Task description: Can you retype only the lines from the one with "Exercise. Point to every instance of the green shrub" through the final line of the material, exactly as given?

Data provided:
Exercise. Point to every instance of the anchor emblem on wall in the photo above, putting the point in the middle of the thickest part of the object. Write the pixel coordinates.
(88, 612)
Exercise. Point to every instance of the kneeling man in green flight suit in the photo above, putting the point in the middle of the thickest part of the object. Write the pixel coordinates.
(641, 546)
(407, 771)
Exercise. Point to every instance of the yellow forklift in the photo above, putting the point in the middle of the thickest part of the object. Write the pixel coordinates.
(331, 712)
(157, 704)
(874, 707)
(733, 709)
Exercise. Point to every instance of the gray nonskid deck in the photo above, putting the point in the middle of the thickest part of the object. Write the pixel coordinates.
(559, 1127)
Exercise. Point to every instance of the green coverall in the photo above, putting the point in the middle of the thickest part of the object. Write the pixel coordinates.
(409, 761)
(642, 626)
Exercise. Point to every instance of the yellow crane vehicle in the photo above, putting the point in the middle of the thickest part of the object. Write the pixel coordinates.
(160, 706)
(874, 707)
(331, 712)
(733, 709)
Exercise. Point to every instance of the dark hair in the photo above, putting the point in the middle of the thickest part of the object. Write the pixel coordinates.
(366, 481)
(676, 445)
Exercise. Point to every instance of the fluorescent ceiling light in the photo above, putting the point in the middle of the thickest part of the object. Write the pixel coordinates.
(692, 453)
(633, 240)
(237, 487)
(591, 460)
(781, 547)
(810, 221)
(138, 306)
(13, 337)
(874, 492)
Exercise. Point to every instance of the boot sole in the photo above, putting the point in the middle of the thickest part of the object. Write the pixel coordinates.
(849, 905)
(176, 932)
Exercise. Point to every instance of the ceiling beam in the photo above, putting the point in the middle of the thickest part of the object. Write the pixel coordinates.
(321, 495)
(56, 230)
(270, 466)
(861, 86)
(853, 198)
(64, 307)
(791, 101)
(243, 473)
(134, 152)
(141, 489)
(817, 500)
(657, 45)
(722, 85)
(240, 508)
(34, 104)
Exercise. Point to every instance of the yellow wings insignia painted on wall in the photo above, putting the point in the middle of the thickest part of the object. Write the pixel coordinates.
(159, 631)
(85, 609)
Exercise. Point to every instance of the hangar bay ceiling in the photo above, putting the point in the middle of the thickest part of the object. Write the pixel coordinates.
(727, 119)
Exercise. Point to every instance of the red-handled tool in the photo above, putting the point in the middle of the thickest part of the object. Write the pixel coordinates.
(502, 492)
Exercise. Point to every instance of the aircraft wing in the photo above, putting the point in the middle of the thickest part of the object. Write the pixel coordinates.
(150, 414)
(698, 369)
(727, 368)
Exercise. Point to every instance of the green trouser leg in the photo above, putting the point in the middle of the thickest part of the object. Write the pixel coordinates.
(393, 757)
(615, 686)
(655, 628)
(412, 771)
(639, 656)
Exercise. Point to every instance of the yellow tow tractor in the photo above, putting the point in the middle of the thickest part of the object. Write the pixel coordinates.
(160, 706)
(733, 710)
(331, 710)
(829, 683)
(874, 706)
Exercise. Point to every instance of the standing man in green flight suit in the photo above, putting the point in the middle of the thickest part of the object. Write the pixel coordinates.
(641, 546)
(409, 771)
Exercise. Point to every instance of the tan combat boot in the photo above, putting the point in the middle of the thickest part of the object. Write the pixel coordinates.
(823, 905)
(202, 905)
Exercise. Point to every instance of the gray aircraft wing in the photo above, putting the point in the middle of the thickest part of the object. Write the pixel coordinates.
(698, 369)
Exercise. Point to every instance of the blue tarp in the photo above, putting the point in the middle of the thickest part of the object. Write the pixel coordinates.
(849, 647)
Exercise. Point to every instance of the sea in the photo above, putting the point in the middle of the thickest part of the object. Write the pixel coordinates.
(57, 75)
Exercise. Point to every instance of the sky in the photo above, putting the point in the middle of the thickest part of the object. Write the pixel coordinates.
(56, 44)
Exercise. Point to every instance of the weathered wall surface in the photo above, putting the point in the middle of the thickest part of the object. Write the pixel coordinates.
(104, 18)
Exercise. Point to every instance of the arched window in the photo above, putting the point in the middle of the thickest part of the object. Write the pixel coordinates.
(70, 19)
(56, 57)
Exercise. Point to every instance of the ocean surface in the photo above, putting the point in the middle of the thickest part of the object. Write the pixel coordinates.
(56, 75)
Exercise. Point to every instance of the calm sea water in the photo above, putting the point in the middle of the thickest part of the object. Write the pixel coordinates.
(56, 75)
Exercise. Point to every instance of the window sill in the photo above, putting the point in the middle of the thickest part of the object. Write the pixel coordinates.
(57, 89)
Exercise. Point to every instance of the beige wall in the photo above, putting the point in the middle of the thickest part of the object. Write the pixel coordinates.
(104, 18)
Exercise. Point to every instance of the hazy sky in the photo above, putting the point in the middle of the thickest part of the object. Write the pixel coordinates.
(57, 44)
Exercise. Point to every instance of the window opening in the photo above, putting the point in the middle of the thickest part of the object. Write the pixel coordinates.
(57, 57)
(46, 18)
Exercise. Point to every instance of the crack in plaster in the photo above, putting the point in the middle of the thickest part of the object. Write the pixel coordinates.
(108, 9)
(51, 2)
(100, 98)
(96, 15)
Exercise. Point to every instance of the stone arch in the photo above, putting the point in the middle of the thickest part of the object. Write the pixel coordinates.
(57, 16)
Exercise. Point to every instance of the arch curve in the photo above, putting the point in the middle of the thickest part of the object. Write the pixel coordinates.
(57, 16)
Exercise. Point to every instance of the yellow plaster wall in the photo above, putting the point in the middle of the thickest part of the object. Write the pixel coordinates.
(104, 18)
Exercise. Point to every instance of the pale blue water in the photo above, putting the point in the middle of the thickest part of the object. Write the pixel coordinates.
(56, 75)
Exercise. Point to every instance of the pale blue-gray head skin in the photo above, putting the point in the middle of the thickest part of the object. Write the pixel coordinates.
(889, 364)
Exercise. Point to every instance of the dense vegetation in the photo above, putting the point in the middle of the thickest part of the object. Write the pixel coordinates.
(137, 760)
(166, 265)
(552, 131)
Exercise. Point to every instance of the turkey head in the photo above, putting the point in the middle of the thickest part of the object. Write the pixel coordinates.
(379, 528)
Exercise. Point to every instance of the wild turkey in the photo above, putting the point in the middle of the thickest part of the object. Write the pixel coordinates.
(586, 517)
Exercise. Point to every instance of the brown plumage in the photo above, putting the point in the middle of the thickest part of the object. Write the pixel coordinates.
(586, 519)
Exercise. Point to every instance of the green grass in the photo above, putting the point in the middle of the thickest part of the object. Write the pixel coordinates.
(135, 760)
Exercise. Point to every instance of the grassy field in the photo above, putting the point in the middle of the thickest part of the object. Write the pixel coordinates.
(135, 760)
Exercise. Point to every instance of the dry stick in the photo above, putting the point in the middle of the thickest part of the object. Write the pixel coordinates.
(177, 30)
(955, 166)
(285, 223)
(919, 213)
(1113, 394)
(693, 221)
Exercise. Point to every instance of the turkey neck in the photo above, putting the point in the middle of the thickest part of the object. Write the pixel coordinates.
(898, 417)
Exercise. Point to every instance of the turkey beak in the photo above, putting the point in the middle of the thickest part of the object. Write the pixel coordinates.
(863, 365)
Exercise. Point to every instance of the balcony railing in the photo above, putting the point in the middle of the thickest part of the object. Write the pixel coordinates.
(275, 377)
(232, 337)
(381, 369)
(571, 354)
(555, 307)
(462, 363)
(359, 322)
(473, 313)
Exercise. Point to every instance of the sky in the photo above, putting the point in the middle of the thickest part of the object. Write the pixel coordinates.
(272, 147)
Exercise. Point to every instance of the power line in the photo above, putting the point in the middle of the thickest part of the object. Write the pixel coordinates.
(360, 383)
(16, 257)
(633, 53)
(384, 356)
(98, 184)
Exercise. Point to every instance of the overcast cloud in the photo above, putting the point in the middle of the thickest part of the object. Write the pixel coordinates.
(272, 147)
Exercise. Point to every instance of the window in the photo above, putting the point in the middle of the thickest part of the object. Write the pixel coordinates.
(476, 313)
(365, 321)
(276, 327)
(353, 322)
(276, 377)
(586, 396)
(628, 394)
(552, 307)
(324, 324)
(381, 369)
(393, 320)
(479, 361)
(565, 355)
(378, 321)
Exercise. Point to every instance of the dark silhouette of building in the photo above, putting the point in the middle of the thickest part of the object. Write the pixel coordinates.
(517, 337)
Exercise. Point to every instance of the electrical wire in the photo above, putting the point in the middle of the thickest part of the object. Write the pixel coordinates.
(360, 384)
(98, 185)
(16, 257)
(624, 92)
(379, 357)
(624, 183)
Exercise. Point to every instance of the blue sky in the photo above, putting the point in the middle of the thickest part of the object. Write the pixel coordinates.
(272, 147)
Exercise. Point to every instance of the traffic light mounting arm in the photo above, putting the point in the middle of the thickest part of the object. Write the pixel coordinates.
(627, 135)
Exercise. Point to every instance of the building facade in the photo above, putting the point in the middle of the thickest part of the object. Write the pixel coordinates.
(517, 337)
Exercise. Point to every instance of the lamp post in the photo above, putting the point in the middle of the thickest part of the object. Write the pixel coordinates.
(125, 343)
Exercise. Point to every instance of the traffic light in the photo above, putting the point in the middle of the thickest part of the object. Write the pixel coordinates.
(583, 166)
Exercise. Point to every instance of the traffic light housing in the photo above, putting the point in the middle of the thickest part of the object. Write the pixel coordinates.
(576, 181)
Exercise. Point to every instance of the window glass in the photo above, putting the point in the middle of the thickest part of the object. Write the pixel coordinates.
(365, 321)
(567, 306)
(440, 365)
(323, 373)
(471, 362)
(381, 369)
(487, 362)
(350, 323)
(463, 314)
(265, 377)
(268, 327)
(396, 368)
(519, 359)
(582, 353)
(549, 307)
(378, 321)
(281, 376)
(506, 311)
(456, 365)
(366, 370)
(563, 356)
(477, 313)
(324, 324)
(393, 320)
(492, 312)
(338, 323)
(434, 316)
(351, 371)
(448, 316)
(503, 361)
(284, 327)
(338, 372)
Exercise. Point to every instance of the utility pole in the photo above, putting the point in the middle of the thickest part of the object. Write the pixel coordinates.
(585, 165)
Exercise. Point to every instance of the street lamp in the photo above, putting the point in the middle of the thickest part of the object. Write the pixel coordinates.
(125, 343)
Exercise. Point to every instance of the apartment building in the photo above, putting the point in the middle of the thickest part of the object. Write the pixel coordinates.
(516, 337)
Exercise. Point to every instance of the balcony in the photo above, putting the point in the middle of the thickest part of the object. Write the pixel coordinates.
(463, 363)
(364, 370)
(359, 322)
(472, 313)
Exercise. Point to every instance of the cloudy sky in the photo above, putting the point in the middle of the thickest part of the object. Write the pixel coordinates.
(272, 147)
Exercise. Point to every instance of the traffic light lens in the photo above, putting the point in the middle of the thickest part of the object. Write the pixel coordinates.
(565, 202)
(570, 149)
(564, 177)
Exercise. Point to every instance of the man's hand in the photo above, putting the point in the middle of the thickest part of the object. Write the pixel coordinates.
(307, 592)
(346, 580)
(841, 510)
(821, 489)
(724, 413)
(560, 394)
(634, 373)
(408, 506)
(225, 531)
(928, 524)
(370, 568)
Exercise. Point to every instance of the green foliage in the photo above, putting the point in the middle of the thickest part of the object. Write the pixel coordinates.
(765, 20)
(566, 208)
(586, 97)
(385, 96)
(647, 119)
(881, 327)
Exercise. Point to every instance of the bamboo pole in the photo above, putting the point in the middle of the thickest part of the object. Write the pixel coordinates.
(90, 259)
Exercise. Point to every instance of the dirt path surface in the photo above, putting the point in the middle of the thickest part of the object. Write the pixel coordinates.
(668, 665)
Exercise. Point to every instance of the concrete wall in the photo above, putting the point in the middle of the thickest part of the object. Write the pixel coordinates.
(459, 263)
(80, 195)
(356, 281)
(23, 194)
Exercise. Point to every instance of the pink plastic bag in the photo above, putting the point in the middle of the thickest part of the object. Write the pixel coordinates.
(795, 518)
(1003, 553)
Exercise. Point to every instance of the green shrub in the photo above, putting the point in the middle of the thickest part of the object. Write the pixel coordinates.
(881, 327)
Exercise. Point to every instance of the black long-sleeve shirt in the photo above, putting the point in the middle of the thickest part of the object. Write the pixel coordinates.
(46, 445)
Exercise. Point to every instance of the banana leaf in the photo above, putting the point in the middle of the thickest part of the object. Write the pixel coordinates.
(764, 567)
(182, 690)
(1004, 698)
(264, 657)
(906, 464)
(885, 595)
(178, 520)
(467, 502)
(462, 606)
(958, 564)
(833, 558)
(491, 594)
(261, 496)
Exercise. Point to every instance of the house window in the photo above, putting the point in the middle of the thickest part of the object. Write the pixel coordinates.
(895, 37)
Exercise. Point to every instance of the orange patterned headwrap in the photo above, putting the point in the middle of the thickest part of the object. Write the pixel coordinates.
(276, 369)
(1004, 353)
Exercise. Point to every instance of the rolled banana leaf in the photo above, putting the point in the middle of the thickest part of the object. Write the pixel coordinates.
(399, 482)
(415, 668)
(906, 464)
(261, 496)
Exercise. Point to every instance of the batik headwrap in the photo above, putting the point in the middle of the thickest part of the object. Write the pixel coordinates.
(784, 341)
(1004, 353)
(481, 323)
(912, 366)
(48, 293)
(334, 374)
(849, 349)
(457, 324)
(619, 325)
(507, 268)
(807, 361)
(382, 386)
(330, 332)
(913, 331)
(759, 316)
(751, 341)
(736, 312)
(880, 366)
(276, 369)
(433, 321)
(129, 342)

Full output:
Exercise. Point to every instance of the green shrub in the photo above, putting the point in the middle of the thickest part of the object. Write the pixel coordinates.
(881, 327)
Exercise. Point to every instance of the black long-sleeve shirt in the photo above, putting the point in the middle of the thickest part of the object. Write the pixel coordinates.
(46, 445)
Exercise. Point to every instance of the banana leaf in the photo above, putting the point in the middle of the thickest part of the object. Write the pixel coordinates.
(764, 567)
(182, 690)
(1004, 698)
(264, 657)
(906, 464)
(885, 595)
(178, 520)
(467, 502)
(462, 606)
(958, 564)
(833, 558)
(491, 594)
(261, 496)
Exercise. Point to every instance of the house window in the photo above, putting the point in the middle of the thickest part of the object. Write the pixel coordinates.
(895, 37)
Exercise. Point to every instance of the orange patterned headwrap in the photo above, putting the point in the middle of the thickest part of the object. Write the pixel coordinates.
(276, 369)
(1004, 353)
Exercise. Point to every instance of the rolled banana leaf in the photo above, putting the point in the middle of the thickest part of the object. Write the pixel coordinates.
(399, 482)
(415, 668)
(906, 464)
(261, 496)
Exercise. Point to every instance of the batik headwrap in the photo above, putting the point in the middle of the thickest part of the object. Write the pixel coordinates.
(784, 341)
(1004, 353)
(481, 323)
(912, 366)
(48, 293)
(334, 374)
(849, 349)
(457, 324)
(619, 325)
(507, 268)
(807, 361)
(382, 386)
(330, 332)
(913, 331)
(759, 316)
(751, 341)
(736, 312)
(880, 366)
(276, 369)
(433, 321)
(129, 342)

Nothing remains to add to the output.